Consigne: Relevez, dans l'ordre où ils figurent, tous les descripteurs mentionnés dans l'extrait ci-dessous.

Extrait:
***
Descripteurs : DOMICILE ; POLICE DU FEU ; LIBERTÉ D'ÉTABLISSEMENT ; ATTEINTE À UN DROIT CONSTITUTIONNEL ; LÉGALITÉ ; INTÉRÊT PUBLIC ; PROPORTIONNALITÉ ; ÉGALITÉ DE TRAITEMENT
Normes : Cst.24; Cst.36; Statut du personnel de la Ville de Genève.85.al3; Statut du personnel de la Ville de Genève.108.al3; RASIS.12.al1; RASIS.16; Cst.8
Résumé : Refus de la ville d'autoriser le recourant, sapeur-pompier, à se domicilier à Apples, soit à l'extérieur du rayon de domiciliation de trente minutes de trajet. Il s'agit d'une restriction à la liberté d'établissement, laquelle est conforme au principe de la légalité, est justifiée par l'intérêt public au bon fonctionnement du service d'incendie et de secours, à la bonne gestion des urgences et à la sécurité publique, et respecte le principe de la proportionnalité. Absence de violation du principe de l'égalité de traitement. Recours rejeté.
***
Enregistrements extraits:
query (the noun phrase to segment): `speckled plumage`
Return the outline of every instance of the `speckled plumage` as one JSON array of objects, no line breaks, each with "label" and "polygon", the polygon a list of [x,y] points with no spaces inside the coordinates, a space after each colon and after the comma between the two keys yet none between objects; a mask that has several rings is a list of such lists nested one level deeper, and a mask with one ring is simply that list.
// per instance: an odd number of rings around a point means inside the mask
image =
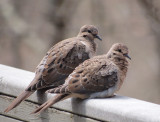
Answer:
[{"label": "speckled plumage", "polygon": [[54,45],[37,66],[32,82],[5,112],[12,110],[38,89],[57,87],[63,84],[75,67],[94,56],[96,52],[95,38],[100,39],[97,28],[93,25],[84,25],[76,37]]},{"label": "speckled plumage", "polygon": [[58,95],[42,104],[33,113],[40,113],[52,104],[69,97],[85,99],[113,96],[126,77],[127,58],[130,58],[128,48],[117,43],[106,55],[84,61],[68,76],[63,85],[48,91]]}]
***
Réponse: DOMICILE ; POLICE DU FEU ; LIBERTÉ D'ÉTABLISSEMENT ; ATTEINTE À UN DROIT CONSTITUTIONNEL ; LÉGALITÉ ; INTÉRÊT PUBLIC ; PROPORTIONNALITÉ ; ÉGALITÉ DE TRAITEMENT